# [What you are asked to do]
Rewrite every line of the listing below as a numbered list, omitting any blank lines.
- - - - -
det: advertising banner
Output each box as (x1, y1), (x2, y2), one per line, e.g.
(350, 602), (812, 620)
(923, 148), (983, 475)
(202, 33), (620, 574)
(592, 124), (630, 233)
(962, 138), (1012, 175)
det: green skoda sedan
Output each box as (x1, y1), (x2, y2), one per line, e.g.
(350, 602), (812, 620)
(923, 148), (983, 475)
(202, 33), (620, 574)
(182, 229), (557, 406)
- - - - -
# [Result of this task]
1. det: advertising banner
2. Output each box as (x1, y1), (x2, y2), one per line, e.g.
3. (350, 602), (812, 620)
4. (923, 148), (983, 475)
5. (202, 33), (620, 574)
6. (592, 124), (630, 233)
7. (962, 138), (1012, 175)
8. det: green skoda sedan
9. Output each box as (x1, y1), (x2, y2), one per line, e.g.
10. (350, 602), (812, 620)
11. (923, 148), (983, 475)
12. (202, 33), (620, 574)
13. (182, 229), (557, 406)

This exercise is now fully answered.